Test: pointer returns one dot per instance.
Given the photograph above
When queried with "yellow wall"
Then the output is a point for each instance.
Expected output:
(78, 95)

********************

### Exercise details:
Copy every line of the items above word for word, in the same order.

### Answer to the problem:
Test: pointer returns one dot per instance.
Given the photograph above
When queried with "yellow wall"
Then the output is a point for each instance.
Expected output:
(78, 95)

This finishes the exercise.